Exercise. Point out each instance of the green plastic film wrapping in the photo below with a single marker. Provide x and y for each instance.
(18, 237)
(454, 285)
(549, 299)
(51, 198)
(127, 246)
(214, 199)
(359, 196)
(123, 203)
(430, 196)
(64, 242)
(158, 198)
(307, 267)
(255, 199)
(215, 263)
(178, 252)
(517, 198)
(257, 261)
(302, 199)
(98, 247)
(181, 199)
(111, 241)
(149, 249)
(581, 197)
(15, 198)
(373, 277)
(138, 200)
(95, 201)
━━━━━━━━━━
* _Your task_: Give all the entries again exactly; leave none out.

* _Solution to the problem_:
Exercise. Point out each instance of the green plastic film wrapping in the photo below with a single marker. Provide x and y for each instance.
(18, 237)
(454, 285)
(549, 299)
(51, 198)
(127, 246)
(214, 199)
(359, 196)
(123, 203)
(430, 196)
(64, 242)
(158, 198)
(307, 267)
(255, 199)
(215, 263)
(178, 252)
(517, 198)
(257, 261)
(302, 199)
(98, 247)
(181, 199)
(111, 241)
(149, 249)
(581, 197)
(15, 198)
(373, 277)
(138, 200)
(95, 201)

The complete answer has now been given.